OBJECTIVE
Reproduce the listing lines starting at the one containing "black hydraulic hose" and ending at the one containing "(6, 181), (25, 275)", substituting "rubber" for "hydraulic" and leaving everything else unchanged.

───── WORKING DATA

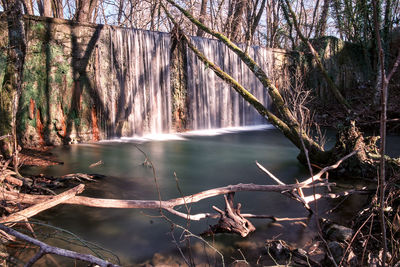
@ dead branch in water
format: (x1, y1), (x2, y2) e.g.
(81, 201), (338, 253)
(0, 224), (118, 267)
(0, 152), (355, 239)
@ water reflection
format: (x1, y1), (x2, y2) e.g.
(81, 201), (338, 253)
(22, 129), (368, 265)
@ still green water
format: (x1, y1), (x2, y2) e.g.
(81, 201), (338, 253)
(22, 129), (372, 266)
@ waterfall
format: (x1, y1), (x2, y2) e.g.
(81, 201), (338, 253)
(107, 28), (172, 136)
(98, 27), (273, 137)
(187, 37), (273, 130)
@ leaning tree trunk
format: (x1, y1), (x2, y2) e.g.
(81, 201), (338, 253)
(0, 0), (26, 158)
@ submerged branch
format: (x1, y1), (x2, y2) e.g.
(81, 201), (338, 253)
(0, 224), (118, 267)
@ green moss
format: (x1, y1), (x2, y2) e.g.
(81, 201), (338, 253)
(0, 52), (7, 86)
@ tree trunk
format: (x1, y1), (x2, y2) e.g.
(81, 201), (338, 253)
(43, 0), (53, 17)
(229, 0), (247, 42)
(52, 0), (64, 19)
(74, 0), (98, 22)
(0, 0), (26, 158)
(23, 0), (33, 15)
(197, 0), (208, 37)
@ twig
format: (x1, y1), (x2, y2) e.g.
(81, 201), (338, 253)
(0, 223), (118, 267)
(0, 184), (85, 227)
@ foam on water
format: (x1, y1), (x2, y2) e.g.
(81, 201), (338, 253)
(100, 124), (274, 143)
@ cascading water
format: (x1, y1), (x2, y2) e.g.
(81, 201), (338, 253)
(104, 28), (171, 136)
(187, 37), (273, 130)
(99, 27), (274, 137)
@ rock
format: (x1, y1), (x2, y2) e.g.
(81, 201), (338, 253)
(265, 240), (291, 261)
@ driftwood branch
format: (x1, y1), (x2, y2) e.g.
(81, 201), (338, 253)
(0, 184), (85, 226)
(0, 224), (118, 267)
(0, 151), (357, 239)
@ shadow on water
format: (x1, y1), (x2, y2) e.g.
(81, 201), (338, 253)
(20, 129), (374, 266)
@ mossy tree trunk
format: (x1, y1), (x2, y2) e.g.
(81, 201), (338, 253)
(0, 0), (26, 158)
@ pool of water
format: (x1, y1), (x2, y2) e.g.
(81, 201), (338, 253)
(20, 127), (374, 266)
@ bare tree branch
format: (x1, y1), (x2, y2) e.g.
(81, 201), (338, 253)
(0, 224), (118, 267)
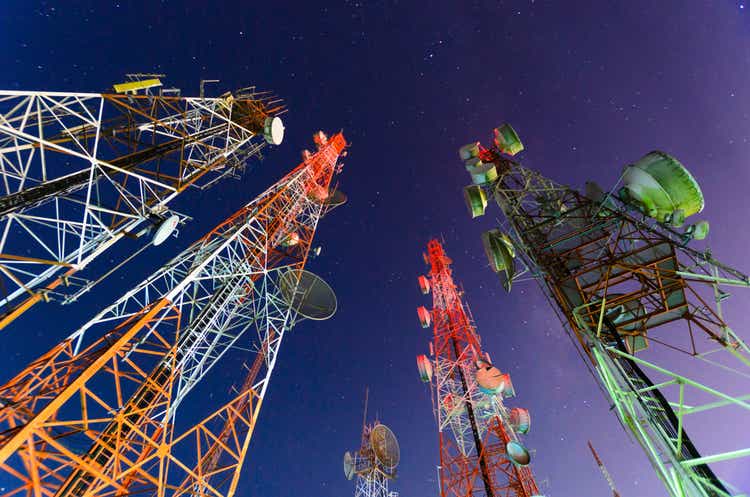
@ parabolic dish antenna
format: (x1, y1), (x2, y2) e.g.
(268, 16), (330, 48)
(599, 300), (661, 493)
(263, 117), (284, 145)
(344, 450), (354, 480)
(370, 425), (401, 468)
(152, 214), (180, 246)
(279, 270), (337, 321)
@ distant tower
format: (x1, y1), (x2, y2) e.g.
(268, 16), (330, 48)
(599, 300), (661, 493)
(344, 390), (401, 497)
(0, 132), (346, 497)
(0, 74), (285, 328)
(417, 240), (539, 497)
(459, 124), (750, 497)
(589, 440), (620, 497)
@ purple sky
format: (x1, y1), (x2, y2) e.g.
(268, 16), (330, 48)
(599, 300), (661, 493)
(0, 0), (750, 497)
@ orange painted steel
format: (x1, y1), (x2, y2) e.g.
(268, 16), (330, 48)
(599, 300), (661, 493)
(0, 89), (285, 330)
(425, 240), (539, 497)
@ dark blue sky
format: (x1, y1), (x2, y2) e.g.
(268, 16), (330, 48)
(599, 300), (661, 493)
(0, 0), (750, 497)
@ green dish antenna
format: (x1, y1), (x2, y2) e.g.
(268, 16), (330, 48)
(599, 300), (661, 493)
(620, 150), (704, 227)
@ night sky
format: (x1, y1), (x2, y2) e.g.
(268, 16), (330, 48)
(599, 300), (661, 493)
(0, 0), (750, 497)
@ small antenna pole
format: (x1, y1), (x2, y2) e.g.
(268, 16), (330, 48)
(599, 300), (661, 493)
(362, 387), (370, 432)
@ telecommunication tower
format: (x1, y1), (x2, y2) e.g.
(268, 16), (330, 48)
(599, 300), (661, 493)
(417, 240), (539, 497)
(589, 440), (620, 497)
(459, 124), (750, 497)
(0, 74), (285, 328)
(344, 395), (401, 497)
(0, 132), (346, 497)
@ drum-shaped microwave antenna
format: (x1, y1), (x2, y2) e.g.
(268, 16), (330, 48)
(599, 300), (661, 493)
(263, 117), (284, 145)
(344, 450), (355, 480)
(279, 270), (337, 321)
(370, 424), (401, 468)
(620, 150), (704, 226)
(505, 440), (531, 466)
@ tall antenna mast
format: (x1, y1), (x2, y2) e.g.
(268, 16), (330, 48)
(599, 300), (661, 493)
(344, 394), (401, 497)
(459, 124), (750, 497)
(0, 133), (346, 497)
(417, 239), (539, 497)
(589, 440), (620, 497)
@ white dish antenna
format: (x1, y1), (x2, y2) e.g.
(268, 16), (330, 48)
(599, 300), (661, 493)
(370, 425), (401, 468)
(279, 270), (338, 321)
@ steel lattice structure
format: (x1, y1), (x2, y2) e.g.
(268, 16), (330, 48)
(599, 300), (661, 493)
(344, 389), (401, 497)
(0, 133), (346, 497)
(417, 240), (539, 497)
(467, 128), (750, 497)
(0, 75), (284, 327)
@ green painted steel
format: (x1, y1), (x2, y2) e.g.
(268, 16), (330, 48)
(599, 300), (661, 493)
(495, 124), (523, 155)
(464, 185), (487, 219)
(623, 151), (704, 226)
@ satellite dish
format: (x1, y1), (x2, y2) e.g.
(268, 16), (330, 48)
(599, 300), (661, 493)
(370, 425), (401, 468)
(279, 269), (337, 321)
(152, 214), (180, 246)
(464, 185), (487, 219)
(482, 229), (516, 292)
(325, 189), (348, 211)
(263, 117), (284, 145)
(620, 150), (704, 227)
(505, 440), (531, 466)
(344, 450), (355, 480)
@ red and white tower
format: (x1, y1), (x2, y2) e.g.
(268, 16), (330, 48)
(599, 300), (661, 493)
(417, 240), (539, 497)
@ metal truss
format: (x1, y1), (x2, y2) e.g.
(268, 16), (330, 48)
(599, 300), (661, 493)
(425, 240), (539, 497)
(0, 82), (284, 327)
(0, 134), (346, 497)
(470, 140), (750, 497)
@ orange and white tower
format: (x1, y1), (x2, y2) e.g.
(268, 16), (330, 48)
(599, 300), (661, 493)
(0, 74), (286, 328)
(0, 132), (346, 497)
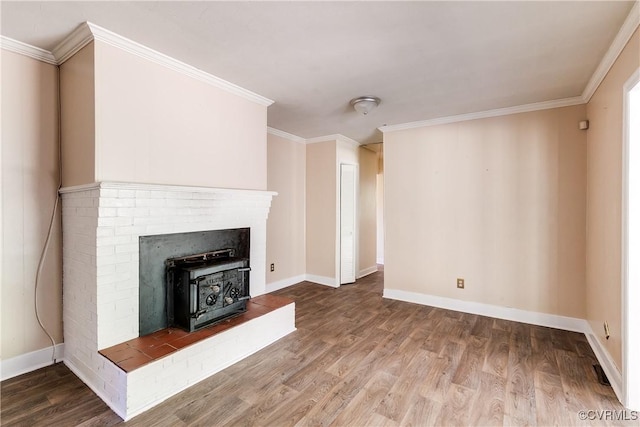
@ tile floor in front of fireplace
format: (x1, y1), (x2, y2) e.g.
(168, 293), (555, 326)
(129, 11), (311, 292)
(99, 294), (293, 372)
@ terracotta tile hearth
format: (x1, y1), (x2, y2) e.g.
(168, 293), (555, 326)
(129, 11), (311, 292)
(99, 294), (293, 372)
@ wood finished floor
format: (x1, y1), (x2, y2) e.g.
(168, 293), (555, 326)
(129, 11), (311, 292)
(0, 272), (638, 426)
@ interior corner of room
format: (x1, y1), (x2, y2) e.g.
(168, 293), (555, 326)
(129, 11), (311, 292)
(0, 3), (640, 418)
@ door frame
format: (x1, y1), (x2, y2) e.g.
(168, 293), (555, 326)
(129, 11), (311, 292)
(621, 68), (640, 410)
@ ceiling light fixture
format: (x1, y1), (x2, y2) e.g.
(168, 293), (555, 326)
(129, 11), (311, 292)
(350, 96), (380, 116)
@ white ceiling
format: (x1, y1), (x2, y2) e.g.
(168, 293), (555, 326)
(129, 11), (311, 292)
(1, 1), (633, 143)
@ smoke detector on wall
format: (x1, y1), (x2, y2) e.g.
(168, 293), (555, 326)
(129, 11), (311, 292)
(350, 96), (380, 116)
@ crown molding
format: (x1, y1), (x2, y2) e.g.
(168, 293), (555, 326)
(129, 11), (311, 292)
(0, 36), (58, 65)
(305, 133), (361, 146)
(267, 126), (307, 144)
(337, 134), (361, 148)
(53, 22), (273, 107)
(582, 1), (640, 103)
(378, 96), (585, 133)
(51, 22), (93, 65)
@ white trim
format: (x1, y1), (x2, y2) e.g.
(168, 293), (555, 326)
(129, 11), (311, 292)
(383, 289), (622, 402)
(267, 126), (307, 144)
(618, 68), (640, 410)
(86, 22), (273, 107)
(265, 273), (305, 293)
(383, 289), (591, 333)
(0, 36), (58, 65)
(305, 133), (360, 147)
(584, 323), (623, 402)
(582, 1), (640, 103)
(51, 22), (93, 65)
(304, 274), (340, 288)
(336, 134), (361, 148)
(378, 96), (585, 133)
(59, 181), (278, 197)
(358, 265), (378, 279)
(48, 22), (273, 107)
(0, 343), (64, 381)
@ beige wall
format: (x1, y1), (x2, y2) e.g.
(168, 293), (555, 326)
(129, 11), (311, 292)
(586, 30), (640, 368)
(306, 141), (338, 279)
(60, 43), (96, 187)
(266, 134), (306, 284)
(0, 50), (62, 360)
(356, 148), (378, 274)
(384, 105), (586, 318)
(94, 41), (267, 190)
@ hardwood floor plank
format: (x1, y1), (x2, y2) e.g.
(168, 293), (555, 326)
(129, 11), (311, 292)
(482, 329), (511, 378)
(470, 372), (506, 426)
(451, 335), (488, 390)
(400, 396), (442, 427)
(436, 384), (474, 426)
(0, 272), (629, 427)
(375, 350), (437, 422)
(332, 371), (397, 426)
(535, 371), (577, 426)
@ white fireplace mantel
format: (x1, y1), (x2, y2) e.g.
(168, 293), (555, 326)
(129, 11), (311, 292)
(60, 182), (295, 419)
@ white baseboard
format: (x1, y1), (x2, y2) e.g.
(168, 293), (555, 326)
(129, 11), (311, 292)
(358, 265), (378, 279)
(584, 323), (624, 402)
(265, 274), (306, 293)
(383, 289), (623, 402)
(304, 274), (340, 288)
(383, 289), (590, 334)
(0, 343), (64, 381)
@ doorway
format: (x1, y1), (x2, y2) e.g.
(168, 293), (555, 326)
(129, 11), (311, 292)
(340, 164), (357, 285)
(622, 69), (640, 410)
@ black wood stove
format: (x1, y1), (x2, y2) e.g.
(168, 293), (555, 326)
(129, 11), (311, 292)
(165, 249), (251, 332)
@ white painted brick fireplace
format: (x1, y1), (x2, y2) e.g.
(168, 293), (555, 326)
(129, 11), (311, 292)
(61, 182), (295, 420)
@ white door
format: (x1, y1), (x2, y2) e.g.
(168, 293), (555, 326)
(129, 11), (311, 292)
(340, 165), (356, 285)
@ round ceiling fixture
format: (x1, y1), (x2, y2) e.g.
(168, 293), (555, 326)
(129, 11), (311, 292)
(350, 96), (380, 116)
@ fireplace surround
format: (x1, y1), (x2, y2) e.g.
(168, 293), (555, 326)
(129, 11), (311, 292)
(61, 182), (295, 420)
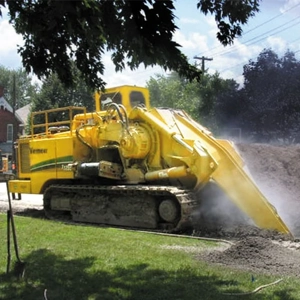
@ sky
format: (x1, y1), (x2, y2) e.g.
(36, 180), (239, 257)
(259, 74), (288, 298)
(0, 0), (300, 87)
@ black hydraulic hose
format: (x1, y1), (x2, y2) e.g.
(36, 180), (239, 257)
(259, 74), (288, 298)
(107, 103), (125, 124)
(6, 181), (25, 275)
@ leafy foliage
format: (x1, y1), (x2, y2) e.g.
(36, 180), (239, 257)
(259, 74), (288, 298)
(241, 49), (300, 140)
(0, 0), (259, 89)
(147, 73), (200, 119)
(0, 66), (38, 109)
(197, 0), (260, 45)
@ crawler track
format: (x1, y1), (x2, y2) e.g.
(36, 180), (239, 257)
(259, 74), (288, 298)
(44, 185), (198, 232)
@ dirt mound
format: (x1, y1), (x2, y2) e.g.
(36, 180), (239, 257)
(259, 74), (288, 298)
(236, 144), (300, 237)
(198, 237), (300, 277)
(197, 144), (300, 277)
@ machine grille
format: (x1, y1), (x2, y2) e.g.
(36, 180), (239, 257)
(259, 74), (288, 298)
(20, 143), (30, 173)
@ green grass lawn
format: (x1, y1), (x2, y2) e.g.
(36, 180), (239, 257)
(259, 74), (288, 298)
(0, 214), (300, 300)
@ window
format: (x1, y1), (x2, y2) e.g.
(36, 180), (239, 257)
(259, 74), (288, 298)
(6, 124), (14, 142)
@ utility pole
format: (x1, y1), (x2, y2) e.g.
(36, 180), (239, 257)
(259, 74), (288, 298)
(11, 74), (17, 172)
(194, 56), (213, 76)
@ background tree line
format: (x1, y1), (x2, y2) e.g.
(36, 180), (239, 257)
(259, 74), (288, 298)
(0, 49), (300, 143)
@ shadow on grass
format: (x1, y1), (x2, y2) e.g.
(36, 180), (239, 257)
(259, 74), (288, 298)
(14, 208), (46, 219)
(0, 250), (292, 300)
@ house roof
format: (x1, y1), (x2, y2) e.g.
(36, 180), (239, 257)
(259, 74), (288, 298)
(16, 103), (31, 124)
(0, 97), (13, 112)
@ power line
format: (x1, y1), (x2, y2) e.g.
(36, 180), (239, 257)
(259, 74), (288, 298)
(198, 3), (300, 56)
(213, 16), (300, 56)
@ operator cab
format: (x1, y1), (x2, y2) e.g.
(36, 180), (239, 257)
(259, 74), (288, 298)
(95, 85), (150, 112)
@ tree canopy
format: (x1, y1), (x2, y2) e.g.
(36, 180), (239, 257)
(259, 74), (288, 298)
(0, 0), (260, 89)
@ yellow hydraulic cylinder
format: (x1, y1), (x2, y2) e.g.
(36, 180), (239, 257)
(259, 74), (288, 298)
(145, 166), (189, 181)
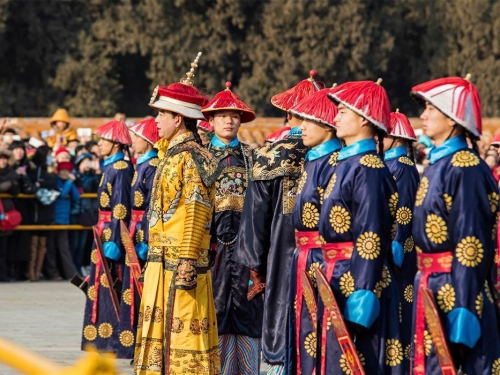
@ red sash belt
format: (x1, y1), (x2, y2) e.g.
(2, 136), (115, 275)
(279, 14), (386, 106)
(92, 210), (113, 324)
(414, 251), (453, 375)
(130, 210), (146, 238)
(295, 231), (321, 375)
(321, 242), (354, 374)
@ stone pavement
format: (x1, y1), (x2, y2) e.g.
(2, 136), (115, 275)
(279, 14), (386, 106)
(0, 282), (265, 375)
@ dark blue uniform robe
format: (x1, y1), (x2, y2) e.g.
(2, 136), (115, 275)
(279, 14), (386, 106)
(288, 139), (341, 375)
(82, 152), (134, 351)
(233, 128), (307, 372)
(384, 146), (420, 374)
(116, 149), (158, 359)
(316, 139), (403, 374)
(413, 136), (500, 375)
(208, 136), (263, 338)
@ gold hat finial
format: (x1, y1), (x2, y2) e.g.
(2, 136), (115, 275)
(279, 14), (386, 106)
(181, 52), (202, 86)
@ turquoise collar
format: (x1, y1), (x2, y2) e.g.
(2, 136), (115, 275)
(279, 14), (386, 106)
(136, 148), (158, 165)
(210, 134), (240, 148)
(305, 139), (342, 162)
(427, 135), (468, 164)
(286, 126), (302, 138)
(103, 151), (125, 167)
(337, 138), (377, 161)
(384, 146), (407, 161)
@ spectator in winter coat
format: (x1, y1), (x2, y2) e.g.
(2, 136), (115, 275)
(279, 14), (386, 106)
(0, 149), (19, 281)
(47, 162), (80, 280)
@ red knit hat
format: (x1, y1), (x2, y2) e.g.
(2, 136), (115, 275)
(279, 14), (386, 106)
(290, 88), (338, 128)
(490, 133), (500, 147)
(201, 81), (255, 124)
(266, 125), (292, 143)
(196, 120), (214, 132)
(128, 117), (160, 145)
(55, 147), (69, 158)
(149, 52), (208, 120)
(389, 109), (417, 142)
(411, 74), (482, 137)
(271, 70), (326, 111)
(56, 161), (74, 173)
(328, 78), (391, 133)
(94, 120), (132, 146)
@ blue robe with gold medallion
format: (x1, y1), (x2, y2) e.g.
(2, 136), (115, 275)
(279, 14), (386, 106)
(82, 151), (134, 351)
(289, 139), (341, 375)
(384, 146), (420, 374)
(316, 139), (403, 375)
(116, 149), (158, 359)
(413, 136), (500, 375)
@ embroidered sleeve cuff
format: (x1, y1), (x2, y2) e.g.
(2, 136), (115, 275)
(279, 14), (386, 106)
(447, 307), (481, 349)
(102, 241), (122, 260)
(344, 290), (380, 328)
(135, 242), (148, 260)
(392, 241), (405, 267)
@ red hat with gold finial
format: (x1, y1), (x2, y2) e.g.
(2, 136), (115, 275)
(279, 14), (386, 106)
(196, 120), (214, 132)
(94, 120), (132, 146)
(149, 52), (208, 120)
(389, 109), (417, 142)
(128, 117), (160, 145)
(271, 70), (325, 112)
(328, 78), (391, 133)
(290, 85), (338, 128)
(201, 81), (255, 124)
(411, 74), (482, 137)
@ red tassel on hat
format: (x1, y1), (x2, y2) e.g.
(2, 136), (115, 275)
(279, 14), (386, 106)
(411, 74), (483, 137)
(290, 88), (338, 128)
(196, 120), (214, 132)
(129, 117), (160, 145)
(271, 70), (325, 111)
(201, 82), (255, 124)
(328, 78), (391, 133)
(266, 125), (292, 143)
(389, 109), (417, 142)
(94, 120), (132, 146)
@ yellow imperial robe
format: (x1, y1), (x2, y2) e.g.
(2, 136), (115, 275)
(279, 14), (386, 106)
(134, 132), (224, 375)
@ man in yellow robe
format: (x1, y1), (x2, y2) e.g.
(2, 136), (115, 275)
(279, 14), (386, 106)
(134, 53), (220, 375)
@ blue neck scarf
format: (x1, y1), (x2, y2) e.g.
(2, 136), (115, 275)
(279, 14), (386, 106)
(305, 139), (341, 162)
(337, 138), (377, 161)
(210, 135), (240, 148)
(103, 151), (125, 167)
(384, 146), (406, 161)
(427, 135), (468, 164)
(286, 126), (302, 138)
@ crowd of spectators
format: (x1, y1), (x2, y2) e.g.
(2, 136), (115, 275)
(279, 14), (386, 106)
(0, 109), (124, 282)
(0, 109), (500, 281)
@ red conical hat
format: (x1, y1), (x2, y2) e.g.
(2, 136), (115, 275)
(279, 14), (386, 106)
(94, 120), (132, 146)
(201, 82), (255, 124)
(271, 70), (325, 112)
(266, 125), (292, 143)
(411, 74), (482, 137)
(490, 133), (500, 147)
(389, 109), (417, 142)
(149, 52), (208, 120)
(328, 78), (391, 133)
(128, 117), (160, 145)
(290, 88), (338, 128)
(196, 120), (214, 132)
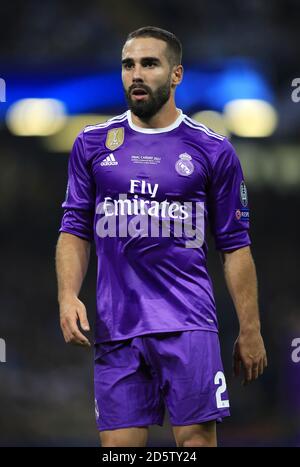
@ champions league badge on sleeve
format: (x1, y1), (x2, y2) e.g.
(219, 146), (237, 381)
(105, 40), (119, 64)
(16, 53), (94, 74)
(240, 180), (248, 207)
(105, 127), (124, 151)
(235, 208), (249, 221)
(175, 152), (194, 177)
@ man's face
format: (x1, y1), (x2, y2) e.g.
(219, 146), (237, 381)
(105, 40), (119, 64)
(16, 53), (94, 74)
(122, 37), (172, 120)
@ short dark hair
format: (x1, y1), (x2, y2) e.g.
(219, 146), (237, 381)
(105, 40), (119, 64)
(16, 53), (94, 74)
(126, 26), (182, 66)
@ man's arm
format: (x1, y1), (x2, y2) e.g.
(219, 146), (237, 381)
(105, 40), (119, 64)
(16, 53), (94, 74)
(221, 246), (267, 384)
(56, 232), (91, 346)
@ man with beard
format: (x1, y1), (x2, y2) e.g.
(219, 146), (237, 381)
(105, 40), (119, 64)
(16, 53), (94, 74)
(56, 27), (267, 447)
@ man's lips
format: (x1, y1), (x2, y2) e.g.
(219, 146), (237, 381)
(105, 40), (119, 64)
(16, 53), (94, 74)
(131, 88), (148, 100)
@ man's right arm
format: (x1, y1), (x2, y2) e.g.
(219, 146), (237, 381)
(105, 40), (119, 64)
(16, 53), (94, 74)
(56, 232), (91, 346)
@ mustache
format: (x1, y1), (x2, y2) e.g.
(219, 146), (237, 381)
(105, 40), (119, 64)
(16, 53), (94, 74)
(127, 84), (152, 94)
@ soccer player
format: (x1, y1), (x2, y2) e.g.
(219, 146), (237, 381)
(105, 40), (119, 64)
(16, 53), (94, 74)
(56, 27), (267, 447)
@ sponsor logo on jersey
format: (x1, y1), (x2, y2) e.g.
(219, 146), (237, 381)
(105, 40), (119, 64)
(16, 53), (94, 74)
(235, 208), (249, 221)
(105, 127), (124, 151)
(240, 180), (248, 207)
(131, 154), (161, 165)
(100, 153), (119, 167)
(175, 152), (194, 177)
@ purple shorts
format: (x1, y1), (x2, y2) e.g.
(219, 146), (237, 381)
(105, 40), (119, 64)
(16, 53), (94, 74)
(94, 330), (230, 431)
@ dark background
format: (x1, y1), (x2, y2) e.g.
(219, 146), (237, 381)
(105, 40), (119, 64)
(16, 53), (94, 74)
(0, 0), (300, 446)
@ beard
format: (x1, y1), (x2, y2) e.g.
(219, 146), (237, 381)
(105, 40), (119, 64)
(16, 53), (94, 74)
(125, 75), (171, 120)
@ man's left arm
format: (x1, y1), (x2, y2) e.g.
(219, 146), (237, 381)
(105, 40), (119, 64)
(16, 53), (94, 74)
(221, 246), (267, 385)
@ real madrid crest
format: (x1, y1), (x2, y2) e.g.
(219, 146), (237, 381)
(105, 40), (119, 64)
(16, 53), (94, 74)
(105, 127), (124, 151)
(175, 152), (194, 177)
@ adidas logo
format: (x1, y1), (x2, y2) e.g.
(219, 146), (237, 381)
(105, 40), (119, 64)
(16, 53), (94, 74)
(100, 153), (119, 166)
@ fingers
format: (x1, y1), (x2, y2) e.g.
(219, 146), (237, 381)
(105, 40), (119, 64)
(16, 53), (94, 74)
(242, 356), (267, 386)
(61, 316), (91, 347)
(233, 355), (241, 377)
(77, 307), (90, 331)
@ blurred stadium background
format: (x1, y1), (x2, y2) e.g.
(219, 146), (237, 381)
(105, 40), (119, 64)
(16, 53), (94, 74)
(0, 0), (300, 447)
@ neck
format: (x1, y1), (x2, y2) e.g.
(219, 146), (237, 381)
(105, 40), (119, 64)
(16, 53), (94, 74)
(131, 100), (180, 128)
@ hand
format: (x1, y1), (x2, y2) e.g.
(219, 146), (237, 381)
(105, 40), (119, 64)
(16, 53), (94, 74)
(233, 331), (268, 386)
(60, 296), (91, 347)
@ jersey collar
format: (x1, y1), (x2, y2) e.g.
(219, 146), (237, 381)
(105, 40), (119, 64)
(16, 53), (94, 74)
(126, 109), (184, 134)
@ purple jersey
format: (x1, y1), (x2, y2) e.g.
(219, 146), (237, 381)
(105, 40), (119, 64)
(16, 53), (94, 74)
(60, 111), (250, 342)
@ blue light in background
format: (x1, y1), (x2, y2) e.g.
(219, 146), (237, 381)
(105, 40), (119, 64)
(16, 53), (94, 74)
(0, 59), (273, 119)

──────────

COMPLETE OUTPUT
@ black rubber hose
format: (x1, y1), (x2, y2) e.g.
(36, 180), (239, 257)
(259, 74), (288, 298)
(107, 103), (125, 124)
(6, 181), (25, 275)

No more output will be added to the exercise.